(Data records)
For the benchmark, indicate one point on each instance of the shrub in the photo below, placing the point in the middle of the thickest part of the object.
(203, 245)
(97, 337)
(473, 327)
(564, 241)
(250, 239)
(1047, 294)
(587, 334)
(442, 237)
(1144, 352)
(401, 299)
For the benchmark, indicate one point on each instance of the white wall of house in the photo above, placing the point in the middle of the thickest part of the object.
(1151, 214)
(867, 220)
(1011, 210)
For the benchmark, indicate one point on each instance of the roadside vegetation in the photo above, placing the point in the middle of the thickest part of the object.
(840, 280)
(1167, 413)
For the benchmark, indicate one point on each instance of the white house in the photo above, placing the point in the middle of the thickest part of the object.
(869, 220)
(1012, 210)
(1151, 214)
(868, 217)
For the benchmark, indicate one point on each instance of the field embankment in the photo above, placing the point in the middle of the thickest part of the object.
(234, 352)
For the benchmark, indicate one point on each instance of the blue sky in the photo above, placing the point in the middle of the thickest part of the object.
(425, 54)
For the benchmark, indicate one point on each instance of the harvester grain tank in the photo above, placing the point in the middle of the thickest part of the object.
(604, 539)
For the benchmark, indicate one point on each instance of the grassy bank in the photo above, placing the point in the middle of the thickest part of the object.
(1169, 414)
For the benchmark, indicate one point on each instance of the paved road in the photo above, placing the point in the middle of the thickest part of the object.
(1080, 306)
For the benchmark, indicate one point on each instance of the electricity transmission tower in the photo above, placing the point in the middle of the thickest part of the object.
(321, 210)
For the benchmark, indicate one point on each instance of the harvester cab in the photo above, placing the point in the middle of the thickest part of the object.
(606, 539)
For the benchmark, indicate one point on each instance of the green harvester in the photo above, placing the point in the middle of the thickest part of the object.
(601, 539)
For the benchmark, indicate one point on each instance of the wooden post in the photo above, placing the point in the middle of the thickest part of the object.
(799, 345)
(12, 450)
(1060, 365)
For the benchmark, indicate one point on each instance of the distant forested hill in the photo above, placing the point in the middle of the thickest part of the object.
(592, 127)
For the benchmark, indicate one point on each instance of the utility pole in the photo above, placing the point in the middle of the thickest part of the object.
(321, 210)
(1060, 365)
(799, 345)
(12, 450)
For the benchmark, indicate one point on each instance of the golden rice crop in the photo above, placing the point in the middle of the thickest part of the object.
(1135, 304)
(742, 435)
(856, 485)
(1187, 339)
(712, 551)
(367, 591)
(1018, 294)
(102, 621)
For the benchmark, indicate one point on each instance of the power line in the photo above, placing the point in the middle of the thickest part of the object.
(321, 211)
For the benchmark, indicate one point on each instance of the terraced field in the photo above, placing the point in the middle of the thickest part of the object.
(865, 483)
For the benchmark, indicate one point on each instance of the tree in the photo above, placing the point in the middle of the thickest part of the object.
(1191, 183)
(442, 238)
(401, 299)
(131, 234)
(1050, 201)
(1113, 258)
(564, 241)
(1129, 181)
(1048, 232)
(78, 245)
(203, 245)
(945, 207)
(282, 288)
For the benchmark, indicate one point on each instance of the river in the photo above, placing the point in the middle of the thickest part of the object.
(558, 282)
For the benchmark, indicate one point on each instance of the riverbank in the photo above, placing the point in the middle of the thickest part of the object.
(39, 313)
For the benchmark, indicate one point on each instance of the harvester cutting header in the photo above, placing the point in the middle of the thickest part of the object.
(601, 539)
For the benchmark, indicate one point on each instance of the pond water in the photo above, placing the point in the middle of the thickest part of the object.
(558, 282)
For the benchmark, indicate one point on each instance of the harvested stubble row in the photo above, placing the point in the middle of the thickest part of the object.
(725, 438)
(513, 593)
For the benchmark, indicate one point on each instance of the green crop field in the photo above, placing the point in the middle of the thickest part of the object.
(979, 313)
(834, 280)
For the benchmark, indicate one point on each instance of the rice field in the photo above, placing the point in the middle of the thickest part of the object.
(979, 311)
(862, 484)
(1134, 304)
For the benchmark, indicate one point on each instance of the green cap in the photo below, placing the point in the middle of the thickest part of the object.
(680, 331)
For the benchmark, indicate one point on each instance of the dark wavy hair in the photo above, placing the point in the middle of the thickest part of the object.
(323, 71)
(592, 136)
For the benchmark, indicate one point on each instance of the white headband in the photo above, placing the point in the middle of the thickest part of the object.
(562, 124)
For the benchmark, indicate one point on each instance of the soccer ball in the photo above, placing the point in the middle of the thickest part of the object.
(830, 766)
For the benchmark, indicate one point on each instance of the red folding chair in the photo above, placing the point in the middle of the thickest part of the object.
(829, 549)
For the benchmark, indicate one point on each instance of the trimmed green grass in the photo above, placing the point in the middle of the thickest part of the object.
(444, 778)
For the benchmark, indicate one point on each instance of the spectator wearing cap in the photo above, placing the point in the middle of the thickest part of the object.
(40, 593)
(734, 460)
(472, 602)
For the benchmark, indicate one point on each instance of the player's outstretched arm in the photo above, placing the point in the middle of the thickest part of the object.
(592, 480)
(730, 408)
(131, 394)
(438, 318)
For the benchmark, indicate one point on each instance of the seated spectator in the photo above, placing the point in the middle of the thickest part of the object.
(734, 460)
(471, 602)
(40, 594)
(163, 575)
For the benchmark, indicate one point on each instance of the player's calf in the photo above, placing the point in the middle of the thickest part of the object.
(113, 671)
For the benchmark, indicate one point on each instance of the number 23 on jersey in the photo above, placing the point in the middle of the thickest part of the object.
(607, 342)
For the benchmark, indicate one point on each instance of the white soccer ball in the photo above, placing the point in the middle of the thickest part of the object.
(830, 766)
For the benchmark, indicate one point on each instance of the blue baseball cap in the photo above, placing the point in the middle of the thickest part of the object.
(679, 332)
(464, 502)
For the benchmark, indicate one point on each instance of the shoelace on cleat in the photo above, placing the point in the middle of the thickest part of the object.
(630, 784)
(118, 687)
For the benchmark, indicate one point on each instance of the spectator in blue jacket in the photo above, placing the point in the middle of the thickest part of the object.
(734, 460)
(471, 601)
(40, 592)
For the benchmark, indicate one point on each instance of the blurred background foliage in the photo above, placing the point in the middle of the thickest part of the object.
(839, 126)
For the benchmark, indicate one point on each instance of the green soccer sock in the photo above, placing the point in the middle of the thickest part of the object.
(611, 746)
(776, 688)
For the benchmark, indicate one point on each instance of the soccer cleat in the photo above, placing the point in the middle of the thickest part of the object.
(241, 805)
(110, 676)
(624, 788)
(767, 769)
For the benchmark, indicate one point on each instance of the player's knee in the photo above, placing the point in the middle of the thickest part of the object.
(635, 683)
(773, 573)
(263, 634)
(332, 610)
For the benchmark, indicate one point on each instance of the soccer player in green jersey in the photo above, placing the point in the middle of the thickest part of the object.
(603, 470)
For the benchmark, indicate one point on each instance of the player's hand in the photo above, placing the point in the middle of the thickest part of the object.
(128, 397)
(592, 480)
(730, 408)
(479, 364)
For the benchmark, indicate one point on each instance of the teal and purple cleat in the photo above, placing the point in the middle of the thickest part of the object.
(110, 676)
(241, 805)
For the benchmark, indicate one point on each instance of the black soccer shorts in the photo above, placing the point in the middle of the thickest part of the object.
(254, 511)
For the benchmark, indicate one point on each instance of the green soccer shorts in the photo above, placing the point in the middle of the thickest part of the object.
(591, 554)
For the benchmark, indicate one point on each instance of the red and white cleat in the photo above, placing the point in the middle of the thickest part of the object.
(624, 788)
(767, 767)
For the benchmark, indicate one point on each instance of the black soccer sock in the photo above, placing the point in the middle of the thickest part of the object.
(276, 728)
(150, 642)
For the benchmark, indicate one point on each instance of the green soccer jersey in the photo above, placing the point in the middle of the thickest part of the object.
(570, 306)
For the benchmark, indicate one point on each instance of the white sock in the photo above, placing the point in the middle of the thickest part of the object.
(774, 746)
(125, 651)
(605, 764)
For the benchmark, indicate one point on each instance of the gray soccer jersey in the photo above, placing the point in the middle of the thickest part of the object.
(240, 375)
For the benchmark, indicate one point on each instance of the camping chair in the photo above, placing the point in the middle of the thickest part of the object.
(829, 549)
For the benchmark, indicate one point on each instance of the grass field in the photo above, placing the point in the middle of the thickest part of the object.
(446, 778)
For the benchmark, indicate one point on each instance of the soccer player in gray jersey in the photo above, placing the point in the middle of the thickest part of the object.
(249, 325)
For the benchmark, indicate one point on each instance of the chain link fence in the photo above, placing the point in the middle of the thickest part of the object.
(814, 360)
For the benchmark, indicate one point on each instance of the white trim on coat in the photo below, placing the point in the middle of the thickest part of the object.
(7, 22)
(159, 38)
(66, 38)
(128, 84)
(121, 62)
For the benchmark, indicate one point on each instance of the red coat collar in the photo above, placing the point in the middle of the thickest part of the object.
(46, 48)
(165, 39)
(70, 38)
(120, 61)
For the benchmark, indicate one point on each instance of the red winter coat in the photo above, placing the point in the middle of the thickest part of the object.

== Exercise requirements ==
Rewrite the entries in the stretch from the line containing "of the rice" through the line containing "(1134, 304)", keeping every line of that stretch and its wording intact, but shift each point coordinate in the answers up by 106.

== Result for this exercise ==
For the benchmark, indicate one point on each instance of the rice field in the photo above, placing the point in the middle of the thickest part of the object.
(1085, 417)
(968, 590)
(1240, 410)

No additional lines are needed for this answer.